__Źródło__:
***

Przeczytałam w życiu już wiele różnotematycznych książek, jednakże ta o której chcę Wam kilka słów powiedzieć, to nie tylko książka, ale i nagrany na kasety magnetofonowe wywiad Kaia Hermanna oraz Horsta Riecka przeprowadzony z nastoletnią ćpunką i prostytutką Christiane F.
Jednym z poważniejszych problemów, wciąż niestety aktualnych, jest problem narkomanii. Książka, do której przeczytania chcę zachęcić nie jest ani pamiętnikiem, ani powieścią. To niezwykły dokument, dla uwiarygodnienia treści którego, wpleciono także słowa matki bohaterki oraz specjalistów.
Główną postacią jest z początku dwunastoletnia córka F., Christiane. Rodzice dziewczyny nigdy nie byli zgodnym małżeństwem. Dziewczyna miała sporo swobody, toteż szybko zaczęła uciekać w świat szkolnych koleżanek wraz z którymi zaczęła regularnie pojawiać się w Haus der Mitte, gdzie po raz pierwszy spotkała się z haszyszem.

***

__Cel zadania__: Pisz dalej recenzję książki o Christiane F., zaczynając zaraz po jej ostatnim zdaniu.

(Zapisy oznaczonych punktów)
***

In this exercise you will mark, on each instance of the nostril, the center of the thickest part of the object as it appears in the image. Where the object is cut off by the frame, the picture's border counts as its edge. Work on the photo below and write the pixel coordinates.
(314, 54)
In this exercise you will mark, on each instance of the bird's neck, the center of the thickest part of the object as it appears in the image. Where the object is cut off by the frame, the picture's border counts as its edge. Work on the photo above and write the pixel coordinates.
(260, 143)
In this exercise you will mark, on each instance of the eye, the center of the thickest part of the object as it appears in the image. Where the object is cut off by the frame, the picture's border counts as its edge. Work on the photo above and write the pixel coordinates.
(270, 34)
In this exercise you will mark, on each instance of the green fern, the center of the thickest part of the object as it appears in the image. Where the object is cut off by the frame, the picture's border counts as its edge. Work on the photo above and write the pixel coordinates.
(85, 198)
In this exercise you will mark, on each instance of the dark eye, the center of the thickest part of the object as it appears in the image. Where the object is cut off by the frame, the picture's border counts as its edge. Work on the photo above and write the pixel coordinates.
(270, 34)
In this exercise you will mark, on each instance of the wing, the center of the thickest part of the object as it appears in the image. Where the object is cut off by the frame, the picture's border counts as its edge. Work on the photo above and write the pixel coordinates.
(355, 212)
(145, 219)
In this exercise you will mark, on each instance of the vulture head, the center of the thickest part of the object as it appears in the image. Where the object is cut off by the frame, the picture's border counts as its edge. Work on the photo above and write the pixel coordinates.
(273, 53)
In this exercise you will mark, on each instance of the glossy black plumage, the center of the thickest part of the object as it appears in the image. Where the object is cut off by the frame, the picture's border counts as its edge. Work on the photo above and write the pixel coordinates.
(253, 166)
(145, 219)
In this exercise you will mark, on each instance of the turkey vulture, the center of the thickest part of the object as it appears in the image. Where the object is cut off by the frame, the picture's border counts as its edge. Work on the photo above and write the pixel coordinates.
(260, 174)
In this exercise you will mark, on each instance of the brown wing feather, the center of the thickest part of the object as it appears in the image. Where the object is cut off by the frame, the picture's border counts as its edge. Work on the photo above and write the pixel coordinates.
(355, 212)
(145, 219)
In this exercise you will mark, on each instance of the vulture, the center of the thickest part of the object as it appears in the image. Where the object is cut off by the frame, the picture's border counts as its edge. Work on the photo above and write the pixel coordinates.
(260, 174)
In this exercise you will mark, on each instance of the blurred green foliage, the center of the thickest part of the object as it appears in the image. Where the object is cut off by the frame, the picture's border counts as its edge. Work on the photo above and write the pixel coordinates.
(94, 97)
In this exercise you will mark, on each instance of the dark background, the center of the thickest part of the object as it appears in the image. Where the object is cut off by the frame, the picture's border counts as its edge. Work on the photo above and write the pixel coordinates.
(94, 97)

***

__Odpowiedź__:
W domu wciąż ze sobą mieszkający (choć rozwiedzeni) rodzice wciąż się kłócili, ojciec pił i awanturował się, dlatego wspomniany, ewangelicki ośrodek, stał się dla Christiane pewną ostoją, azylem. Nawiązywane przyjaźnie pomagały jej funkcjonować w młodzieżowym społeczeństwie. Wraz z nimi niebawem trafiła do rzekomo najlepszej dyskoteki w Europie, do Soundu, gdzie właściwie nie brało się haszyszu czy LSD. tutaj na topie była heroina. Bohaterka początkowo nie chciała brać. Wciąż miała w głowie zasady wyznawane z Haus…, mianowicie, iż nigdy nie będą narkomanami, którzy biorą coś więcej niż hasz. Ludzie biorący jedynie hasz, to nie narkomanie. Słowa te jednak dość szybko przestały mieć znaczenie. Presja grupy, nowa miłość, nowe towarzystwo.
Dziewczyna uzależniała się.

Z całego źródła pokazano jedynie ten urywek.